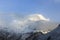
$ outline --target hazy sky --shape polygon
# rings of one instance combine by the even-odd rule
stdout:
[[[4,15],[6,13],[17,15],[39,13],[60,22],[60,0],[0,0],[0,13]]]

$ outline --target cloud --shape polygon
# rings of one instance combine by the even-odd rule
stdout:
[[[54,3],[60,3],[60,0],[53,0]]]
[[[15,14],[1,15],[0,27],[3,24],[3,28],[7,28],[9,32],[26,33],[36,30],[48,30],[56,27],[55,23],[50,23],[50,19],[45,18],[41,14],[32,14],[22,17],[18,17]]]

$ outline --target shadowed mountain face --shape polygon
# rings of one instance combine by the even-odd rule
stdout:
[[[45,36],[46,40],[60,40],[60,24],[58,27],[51,32],[47,33]]]

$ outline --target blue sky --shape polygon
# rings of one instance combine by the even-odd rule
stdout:
[[[17,15],[39,13],[60,22],[60,0],[0,0],[0,13]]]

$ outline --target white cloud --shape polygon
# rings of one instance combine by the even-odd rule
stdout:
[[[6,27],[8,28],[8,31],[14,31],[16,33],[26,33],[26,32],[31,32],[34,31],[34,29],[36,30],[48,30],[51,29],[51,27],[56,26],[54,23],[50,24],[48,18],[45,18],[43,15],[41,14],[33,14],[33,15],[28,15],[24,18],[15,16],[15,14],[11,14],[11,15],[3,15],[2,17],[7,19],[10,19],[10,21],[8,21],[8,23],[6,23],[7,21],[1,21],[0,25],[6,24]],[[1,18],[2,18],[1,17]],[[3,18],[3,19],[4,19]],[[5,23],[5,24],[4,24]],[[54,25],[53,25],[54,24]],[[51,26],[51,27],[50,27]],[[55,28],[55,27],[54,27]]]

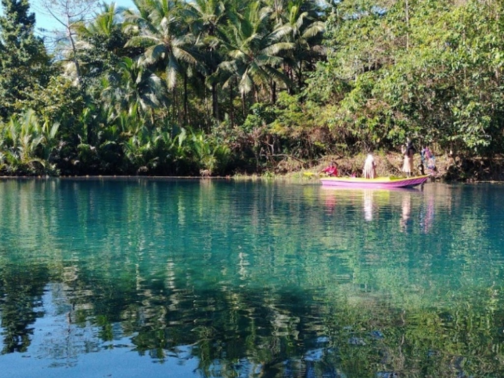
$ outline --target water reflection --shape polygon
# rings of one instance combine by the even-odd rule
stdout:
[[[410,218],[411,215],[411,196],[410,194],[403,194],[402,195],[402,212],[401,214],[401,231],[403,232],[408,232],[408,228],[411,228]]]
[[[494,188],[2,183],[8,376],[504,373]]]

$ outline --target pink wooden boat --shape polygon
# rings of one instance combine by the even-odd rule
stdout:
[[[327,177],[320,179],[324,186],[347,188],[369,188],[387,189],[395,187],[411,187],[422,184],[430,175],[415,176],[412,177],[383,177],[375,178],[350,177]]]

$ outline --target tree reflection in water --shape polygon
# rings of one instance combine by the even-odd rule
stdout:
[[[78,369],[124,348],[205,377],[504,375],[487,224],[502,219],[484,196],[103,185],[2,202],[2,234],[20,235],[0,249],[3,356]],[[175,208],[154,203],[169,196]]]

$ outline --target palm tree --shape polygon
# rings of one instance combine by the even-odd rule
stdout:
[[[122,58],[118,73],[112,73],[104,81],[104,102],[115,109],[115,116],[126,111],[132,118],[150,116],[154,123],[154,111],[166,100],[161,78],[131,58]],[[135,124],[138,124],[135,122]]]
[[[278,0],[275,0],[278,1]],[[285,12],[284,25],[290,28],[288,40],[294,48],[288,52],[285,60],[290,74],[296,71],[298,87],[302,84],[303,62],[312,62],[314,59],[325,55],[322,42],[325,24],[317,20],[314,14],[317,6],[312,1],[294,0],[289,2]],[[317,40],[317,38],[319,40]]]
[[[186,76],[190,69],[198,66],[199,60],[195,48],[194,36],[188,32],[182,17],[185,3],[177,0],[133,0],[138,12],[124,13],[125,30],[135,33],[127,46],[144,49],[140,65],[162,69],[168,89],[174,89],[179,76],[184,78],[184,117],[187,113]],[[173,104],[176,103],[173,101]]]
[[[188,22],[193,34],[203,42],[206,73],[210,77],[222,61],[218,47],[224,38],[221,27],[228,19],[227,3],[227,0],[194,0],[187,3]],[[207,81],[211,87],[212,114],[214,118],[218,118],[218,81],[214,78]]]
[[[260,1],[247,4],[242,14],[235,14],[230,19],[230,30],[223,41],[227,59],[219,65],[224,85],[237,82],[245,113],[245,95],[254,91],[259,102],[260,87],[271,86],[271,98],[274,101],[274,87],[272,83],[286,83],[288,79],[279,69],[283,59],[280,53],[291,49],[294,45],[284,40],[289,29],[280,26],[271,30],[269,23],[270,8],[261,8]]]

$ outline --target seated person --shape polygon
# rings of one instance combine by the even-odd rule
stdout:
[[[334,161],[332,161],[331,164],[321,170],[320,173],[326,173],[328,176],[337,176],[338,165]]]

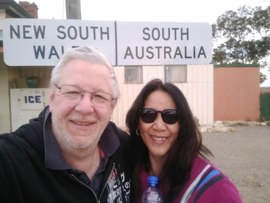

══════════

ФОРМУЛИРОВКА ЗАДАНИЯ
Выведите все строки приведённых выше данных нумерованным списком, пропустив пустые строки. Изображения в ответ не включайте.

РЕШЕНИЕ ЗАДАЧИ
1. $ outline --target hazy sky --shape polygon
2. # rings of one instance combine by the even-odd rule
3. stdout:
4. [[[4,15],[6,13],[17,15],[39,13],[60,22],[60,0],[0,0],[0,13]]]
5. $ outline --target cloud --shape polygon
6. # rings of one instance combine by the even-odd rule
7. stdout:
8. [[[54,3],[60,3],[60,0],[53,0]]]
9. [[[15,14],[1,15],[0,27],[3,24],[3,28],[7,28],[9,32],[26,33],[36,30],[48,30],[56,27],[55,23],[50,23],[50,19],[45,18],[41,14],[32,14],[22,17],[18,17]]]
10. $ outline --target shadowed mountain face --shape polygon
11. # rings of one instance combine by the even-odd rule
12. stdout:
13. [[[45,36],[46,40],[60,40],[60,24],[58,27],[51,32],[47,33]]]
14. $ outline --target blue sky --shape polygon
15. # rings of one instance combine by the even-odd rule
16. stdout:
17. [[[17,15],[39,13],[60,22],[60,0],[0,0],[0,13]]]
18. $ outline --target white cloud --shape polygon
19. # rings of one instance combine by the even-odd rule
20. stdout:
21. [[[6,27],[8,28],[8,31],[14,31],[16,33],[26,33],[26,32],[31,32],[34,31],[34,29],[36,30],[48,30],[51,29],[51,27],[56,26],[54,23],[50,24],[48,18],[45,18],[43,15],[41,14],[33,14],[33,15],[28,15],[24,18],[15,16],[15,14],[11,14],[11,15],[3,15],[2,17],[7,19],[10,19],[10,21],[8,21],[8,23],[6,23],[7,21],[1,21],[0,25],[6,24]],[[1,18],[2,18],[1,17]],[[3,18],[3,19],[4,19]],[[5,23],[5,24],[4,24]],[[54,25],[53,25],[54,24]],[[51,26],[51,27],[50,27]],[[55,28],[55,27],[54,27]]]
22. $ outline --target water reflection --shape polygon
23. # rings of one instance combine by the even-odd rule
24. stdout:
25. [[[410,218],[411,215],[411,196],[410,194],[403,194],[402,195],[402,212],[401,214],[401,231],[403,232],[408,232],[408,228],[411,228]]]
26. [[[494,188],[2,183],[8,376],[504,373]]]
27. $ outline --target pink wooden boat --shape polygon
28. # rings of one instance combine by the even-odd rule
29. stdout:
30. [[[327,177],[320,179],[324,186],[347,188],[369,188],[387,189],[395,187],[411,187],[422,184],[430,175],[415,176],[412,177],[383,177],[375,178],[350,177]]]
31. $ outline --target tree reflection in water --shape polygon
32. # rings of one instance combine by the even-odd rule
33. stdout:
34. [[[78,369],[124,348],[205,377],[504,375],[487,224],[502,219],[484,196],[103,185],[2,202],[2,234],[20,235],[0,249],[3,356]],[[175,208],[154,203],[169,196]]]
35. $ outline --target palm tree --shape polygon
36. # rings of one instance combine by the even-odd rule
37. stdout:
38. [[[122,58],[118,73],[112,73],[104,81],[104,102],[115,109],[115,116],[126,111],[132,118],[150,116],[154,123],[154,111],[166,100],[161,78],[131,58]],[[135,124],[138,124],[135,122]]]
39. [[[278,0],[275,0],[278,1]],[[285,12],[284,25],[290,28],[288,40],[294,48],[288,52],[285,60],[290,74],[296,71],[298,87],[302,84],[303,62],[312,62],[314,59],[325,55],[322,42],[325,24],[317,20],[314,14],[317,6],[312,1],[294,0],[289,2]],[[317,40],[317,38],[319,40]]]
40. [[[186,76],[190,69],[198,66],[199,60],[195,48],[194,36],[188,32],[182,17],[185,3],[177,0],[133,0],[138,12],[124,13],[125,30],[135,33],[127,46],[144,49],[140,65],[162,69],[168,89],[174,89],[179,76],[184,78],[184,117],[187,113]],[[173,104],[176,103],[173,101]]]
41. [[[188,22],[193,34],[203,42],[206,73],[210,77],[222,61],[218,47],[224,38],[221,27],[228,19],[227,3],[227,0],[194,0],[187,3]],[[207,81],[211,87],[212,114],[214,118],[218,118],[218,81],[214,78]]]
42. [[[260,1],[247,4],[242,14],[235,14],[230,19],[230,30],[223,41],[227,59],[219,65],[224,85],[237,82],[245,113],[245,95],[254,91],[259,102],[260,87],[271,86],[271,98],[274,101],[274,87],[272,83],[286,83],[288,79],[279,69],[283,59],[280,53],[291,49],[294,45],[284,40],[289,29],[280,26],[271,30],[269,23],[270,8],[261,8]]]
43. $ outline --target seated person --shape polygon
44. # rings of one instance combine by the even-odd rule
45. stdout:
46. [[[334,161],[332,161],[331,164],[321,170],[320,173],[326,173],[328,176],[337,176],[338,165]]]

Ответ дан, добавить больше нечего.